(Records from a collection)
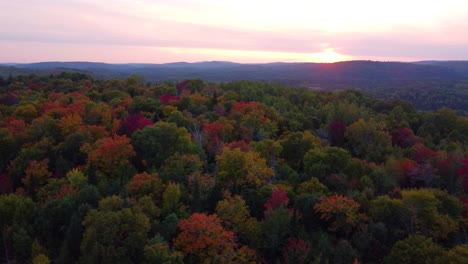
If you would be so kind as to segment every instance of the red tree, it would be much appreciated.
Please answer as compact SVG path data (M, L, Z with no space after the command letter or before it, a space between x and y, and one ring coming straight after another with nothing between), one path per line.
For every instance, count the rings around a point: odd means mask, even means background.
M281 206L287 207L289 204L288 194L285 190L278 188L271 193L271 198L265 203L265 211L276 210Z
M180 96L172 95L172 94L162 94L159 96L159 101L163 104L169 103L177 103L180 101Z
M289 238L282 252L284 263L301 264L305 263L310 247L300 238Z
M328 137L332 146L343 146L346 133L346 123L332 121L328 126Z
M392 144L400 148L409 148L418 143L420 139L414 135L411 128L402 127L392 133Z
M120 121L120 126L117 132L120 135L125 134L130 136L133 134L133 132L143 129L151 124L153 124L153 122L144 118L142 113L128 115L125 117L125 119Z

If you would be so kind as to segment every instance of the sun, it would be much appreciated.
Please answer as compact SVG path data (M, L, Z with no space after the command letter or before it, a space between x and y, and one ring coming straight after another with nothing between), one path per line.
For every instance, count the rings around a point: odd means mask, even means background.
M311 53L308 56L308 61L312 62L338 62L349 60L350 56L340 54L334 48L325 48L321 52Z

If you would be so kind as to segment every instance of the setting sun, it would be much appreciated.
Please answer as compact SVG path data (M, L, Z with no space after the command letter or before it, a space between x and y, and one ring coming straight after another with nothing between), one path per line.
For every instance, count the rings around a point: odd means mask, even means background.
M336 52L334 48L326 48L322 52L310 54L306 58L306 61L313 62L337 62L351 59L350 56Z

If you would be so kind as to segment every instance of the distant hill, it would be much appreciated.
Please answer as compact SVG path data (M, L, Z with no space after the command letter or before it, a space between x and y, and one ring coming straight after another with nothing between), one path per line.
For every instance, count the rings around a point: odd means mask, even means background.
M40 62L0 64L0 76L78 72L95 79L141 75L153 83L202 78L278 82L314 90L357 89L385 99L403 99L421 110L450 107L468 115L468 61L241 64L226 61L166 64Z
M240 64L224 61L167 64L39 62L0 65L0 75L76 71L98 79L142 75L152 82L202 78L207 81L266 80L279 82L448 80L468 78L468 61L415 63L346 61L337 63Z

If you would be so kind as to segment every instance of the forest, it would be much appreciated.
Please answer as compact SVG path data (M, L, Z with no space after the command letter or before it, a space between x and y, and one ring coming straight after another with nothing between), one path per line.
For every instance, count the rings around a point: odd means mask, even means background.
M449 108L18 75L0 146L2 263L468 263L468 117Z

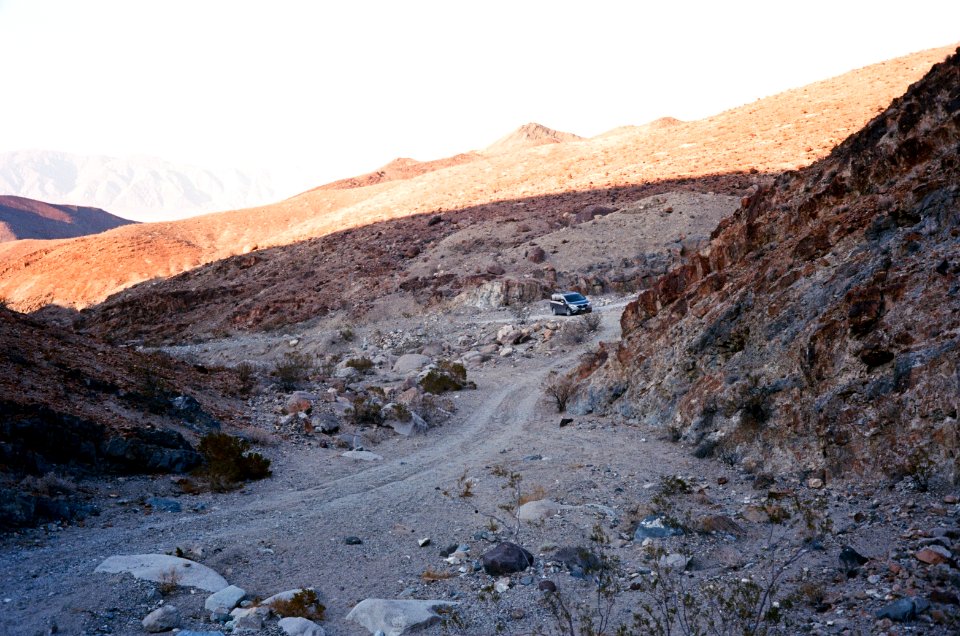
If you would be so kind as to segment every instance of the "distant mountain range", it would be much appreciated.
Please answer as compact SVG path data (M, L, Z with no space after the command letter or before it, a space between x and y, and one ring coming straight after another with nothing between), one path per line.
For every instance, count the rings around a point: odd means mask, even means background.
M138 221L181 219L276 200L265 174L153 157L23 150L0 153L0 195L92 206Z
M19 239L74 238L134 222L99 208L0 196L0 243Z

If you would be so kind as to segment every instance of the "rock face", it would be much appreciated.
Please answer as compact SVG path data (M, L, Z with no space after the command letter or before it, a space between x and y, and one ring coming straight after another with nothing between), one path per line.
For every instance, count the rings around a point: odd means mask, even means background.
M226 579L207 566L167 554L112 556L98 565L94 572L129 572L138 579L176 583L208 592L219 592L228 585Z
M403 601L368 598L357 603L348 621L363 625L371 634L382 632L385 636L400 636L409 631L433 625L440 621L437 608L454 607L449 601Z
M827 478L960 476L960 54L627 306L574 412Z

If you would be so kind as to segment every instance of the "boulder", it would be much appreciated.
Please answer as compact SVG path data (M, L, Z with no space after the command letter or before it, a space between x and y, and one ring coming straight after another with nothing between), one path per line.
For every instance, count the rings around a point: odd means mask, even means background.
M325 435L330 435L340 430L340 418L332 413L314 415L310 418L310 424L313 425L313 430L320 431Z
M393 372L404 375L414 373L432 362L433 358L430 356L425 356L420 353L405 353L393 363Z
M382 632L384 636L400 636L440 622L436 609L456 605L457 603L439 600L368 598L350 610L347 620L366 627L371 634Z
M283 405L284 413L304 413L313 408L317 396L306 391L294 391Z
M531 263L542 263L547 260L547 253L539 245L527 252L527 260Z
M219 592L215 592L207 597L207 600L204 602L203 607L213 612L218 609L227 610L228 612L234 607L240 604L240 601L243 600L243 597L247 595L247 592L243 588L239 588L236 585L228 585Z
M300 616L288 616L277 621L277 626L287 636L326 636L322 627Z
M490 548L481 559L484 572L492 576L523 572L534 563L530 552L509 541Z
M560 506L549 499L528 501L520 506L520 510L517 512L520 521L543 521L558 514L560 514Z
M107 558L94 572L117 574L129 572L135 578L156 583L170 582L195 587L207 592L219 592L227 587L226 579L205 565L168 554L129 554Z
M586 223L587 221L594 220L598 216L606 216L616 211L616 208L611 208L606 205L588 205L573 216L573 222Z
M664 539L666 537L675 537L683 534L680 528L671 526L660 515L647 515L637 524L637 529L633 533L634 541L643 541L644 539Z
M375 462L383 459L383 456L377 455L376 453L371 453L370 451L364 450L352 450L345 453L340 453L341 457L346 457L348 459L358 459L364 462Z
M180 626L180 610L174 605L163 605L147 614L141 624L151 634L170 631Z
M515 345L529 338L522 329L515 325L504 325L497 330L497 342L502 345Z
M232 617L226 627L233 630L263 629L264 623L270 617L270 608L266 605L257 607L238 607L230 612Z
M410 411L409 419L407 419L407 421L388 419L385 423L399 435L403 435L404 437L426 433L430 428L426 420L417 415L417 413L414 411Z
M179 501L164 499L163 497L150 497L146 503L156 512L180 512L183 510Z

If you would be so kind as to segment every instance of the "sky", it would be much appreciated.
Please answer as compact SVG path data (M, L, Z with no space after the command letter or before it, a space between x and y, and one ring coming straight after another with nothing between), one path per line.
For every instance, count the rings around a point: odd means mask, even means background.
M0 152L265 170L290 192L700 119L960 40L960 2L0 0Z

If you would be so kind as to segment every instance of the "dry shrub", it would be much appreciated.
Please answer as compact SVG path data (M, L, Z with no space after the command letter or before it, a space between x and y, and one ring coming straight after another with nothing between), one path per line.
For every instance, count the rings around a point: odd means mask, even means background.
M313 360L306 353L288 351L277 361L272 375L281 388L291 391L313 372Z
M77 491L77 485L58 477L54 473L47 473L43 477L27 475L20 480L20 489L36 495L50 497L52 495L70 495Z
M241 362L235 368L237 372L237 391L240 395L250 395L257 388L256 368L249 362Z
M453 572L439 572L430 567L424 570L423 574L420 575L420 578L426 581L427 583L444 581L446 579L452 579L453 577L454 577Z
M270 609L284 618L299 616L312 621L322 621L327 611L316 591L311 589L300 590L289 599L277 599L270 603Z
M560 342L566 345L578 345L587 339L587 329L579 320L568 322L560 329Z
M556 404L557 413L563 413L567 410L567 402L570 401L576 391L577 384L574 379L556 371L551 371L543 382L543 392Z
M269 477L270 460L251 453L250 442L226 433L210 433L200 440L197 450L206 459L203 473L214 490L229 490L249 479Z
M347 360L347 366L356 369L360 373L366 373L373 368L373 360L366 356L362 358L350 358Z
M603 321L603 318L600 314L589 313L583 314L580 316L580 324L583 326L583 330L587 333L596 333L600 331L600 323Z
M520 505L522 506L525 503L530 503L531 501L540 501L541 499L547 498L547 491L541 485L534 486L530 492L525 492L520 495Z
M420 380L420 387L427 393L440 394L470 388L467 368L459 362L439 361Z
M175 567L168 568L160 573L160 580L157 582L157 589L161 594L171 594L179 586L180 573Z

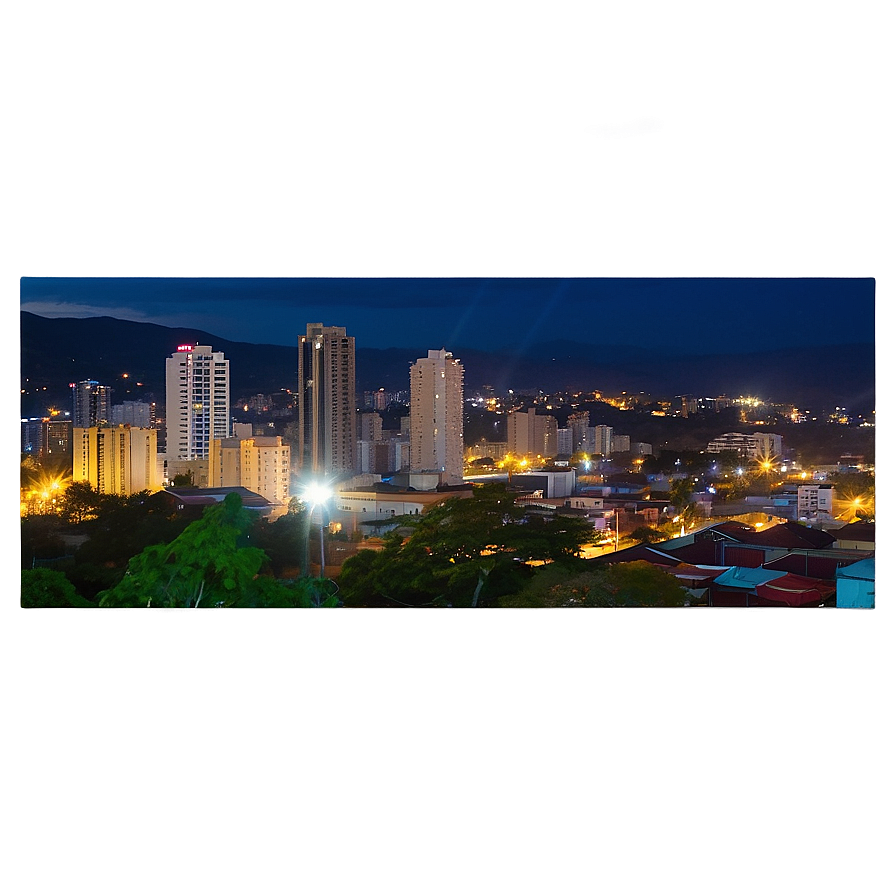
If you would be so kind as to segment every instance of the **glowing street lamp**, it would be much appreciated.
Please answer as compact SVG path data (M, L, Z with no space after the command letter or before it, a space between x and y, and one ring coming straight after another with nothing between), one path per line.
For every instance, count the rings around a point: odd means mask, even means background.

:: Try it ::
Check each line above for "distant" and give the number of lines that match, nothing more.

:: Solution to this problem ::
2